The research presents an investigation into airflow configuration, thermal behavior, and convective heat transfer enhancement in a circular heat exchanger tube fitted with turbulence generators. These turbulence generators, referred to in this study as X-V baffles (XVBs), were developed to generate swirling flow within the heat exchanger tube, which is directly related to the enhancement of heat transfer rates and the overall performance of the heat exchanger. Additionally, the XVBs were designed with consideration for practical application and ease of maintenance in real-world industrial settings. The study examines the variables influencing airflow topology and thermal structure, including the blockage ratio (g/D = 0.05–0.20), pitch ratio (P/D = 1–2), flow direction (FD-VD and FD-VU), and types of turbulence generators (Type S and Type T XVBs). The research was conducted within the turbulent flow regime, with Reynolds numbers ranging from 3000 to 12,000 (Re = 3000–12000). The results are presented in terms of observed flow behavior within the test tube, such as cross-flow streamlines, streamwise flow streamlines, Nusselt number distribution, and fluid temperature distribution. The findings clearly show the formation of swirling flow in the heat exchanger tube when XVBs are installed. An increase in the blockage ratio and a decrease in the pitch ratio lead to a more intense swirling flow. The intensity of this swirling flow is directly correlated with the degree of disturbance in the thermal boundary layer (TH-BL). The maximum enhancements in Nusselt number and friction factor due to XVB installation are 7.24 and 58.01 times greater, respectively, compared to a smooth tube without XVBs. The maximum thermal enhancement factor (TEF) achieved is 2.27, obtained from the case with the Type T XVB at a blockage ratio of g/D = 0.05, a pitch ratio of P/D = 1, and a flow direction in the FD-VD configuration.

1. Introduction

Heat is a form of energy that is essential in daily life and various industrial systems. When discussing thermal energy, an important device related to this concept is the heat exchanger. A heat exchanger is an engineering device designed to exchange heat between two fluids through a surface known as the heat transfer surface. Heat exchangers play a crucial role in many industries and can be classified into several types, including shell-and-tube heat exchangers, plate-fin heat exchangers, fin-and-tube heat exchangers, and double-pipe heat exchangers. The choice of heat exchanger type depends on factors such as the desired heat transfer rate, compatibility with the fluids used, available installation space, and the specific industry requirements. Given the significance of heat exchangers, there is considerable interest among operators and organizations in developing high-performance models to enhance thermal efficiency. Such advancements can help meet the growing energy demands of the world while promoting the conservation and efficient use of energy.

» **Dataset records**
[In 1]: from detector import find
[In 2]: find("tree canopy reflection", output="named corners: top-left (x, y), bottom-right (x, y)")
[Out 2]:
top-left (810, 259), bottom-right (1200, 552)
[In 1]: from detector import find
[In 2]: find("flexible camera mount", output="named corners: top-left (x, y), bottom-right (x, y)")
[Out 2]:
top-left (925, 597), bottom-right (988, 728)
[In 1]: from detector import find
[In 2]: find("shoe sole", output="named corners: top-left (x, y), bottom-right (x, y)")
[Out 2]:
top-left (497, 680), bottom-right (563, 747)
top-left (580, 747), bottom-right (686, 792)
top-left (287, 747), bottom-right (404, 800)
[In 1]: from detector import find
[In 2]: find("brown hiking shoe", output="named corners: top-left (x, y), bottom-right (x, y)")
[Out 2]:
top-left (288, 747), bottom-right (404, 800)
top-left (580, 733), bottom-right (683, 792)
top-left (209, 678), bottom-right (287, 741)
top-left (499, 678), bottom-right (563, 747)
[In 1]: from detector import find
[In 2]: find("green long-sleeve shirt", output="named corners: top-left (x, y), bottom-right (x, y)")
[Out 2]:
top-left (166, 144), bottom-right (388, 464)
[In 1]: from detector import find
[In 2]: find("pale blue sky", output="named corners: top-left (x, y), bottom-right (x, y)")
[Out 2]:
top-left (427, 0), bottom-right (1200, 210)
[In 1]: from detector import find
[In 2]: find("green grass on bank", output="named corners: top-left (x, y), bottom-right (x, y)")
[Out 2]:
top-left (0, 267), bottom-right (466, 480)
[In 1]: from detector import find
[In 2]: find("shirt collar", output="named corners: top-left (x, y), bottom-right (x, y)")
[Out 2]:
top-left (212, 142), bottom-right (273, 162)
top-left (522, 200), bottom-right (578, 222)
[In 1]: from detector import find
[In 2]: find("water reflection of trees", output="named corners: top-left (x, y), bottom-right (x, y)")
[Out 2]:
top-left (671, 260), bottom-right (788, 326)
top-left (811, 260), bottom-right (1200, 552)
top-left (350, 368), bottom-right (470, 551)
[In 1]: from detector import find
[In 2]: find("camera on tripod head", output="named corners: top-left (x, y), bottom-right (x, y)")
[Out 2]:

» **Job**
Carry on the heat exchanger passage, starting right after its last sentence. The entries are separate material and have nothing to do with the heat exchanger passage.

» **Answer for the task**
Currently, the development of heat exchangers can be achieved through various methods. One effective approach is adding vibrations to the heat exchange system, which can enhance the convective heat transfer coefficient and positively impact the mixing quality of fluids within the system. Another popular method involves inducing vortex flow to disrupt the thermal boundary layer (TH-BL) by installing small devices that obstruct the fluid flow. This obstruction creates a pressure difference between the front and back of the device, leading to vortex flow within the heat exchanger. These small devices are known as vortex generators or turbulence generators. The use of vortex generators has gained popularity for improving heat transfer performance in heat exchangers, as this method does not incur additional energy costs. Furthermore, it effectively increases the heat transfer rate. Vortex generators can be categorized into several types, including wings, winglets, ribs, baffles, grooves, and conical rings. The choice of vortex generator depends on its suitability for the specific characteristics of the heat exchanger and the fluids involved in the process. This research focuses on enhancing the thermal performance and studying the aerodynamic behavior of heat exchangers by installing vortex generators.

Many studies emphasize the enhancement of thermal performance in heat exchangers using vortex generators. Researchers have employed both experimental setups and numerical simulations, each with its advantages and disadvantages. The strength of experimental studies lies in the realism of the results; however, this method requires various specialized techniques to elucidate the airflow structure and thermal behavior within the heat exchanger, which can be costly. In contrast, numerical methods excel in providing detailed insights into the behavior occurring in heat exchangers. Nevertheless, this approach necessitates model validation to ensure the accuracy and reliability of the results obtained. Examples of research related to enhancing the performance of heat exchangers using vortex generators are presented below.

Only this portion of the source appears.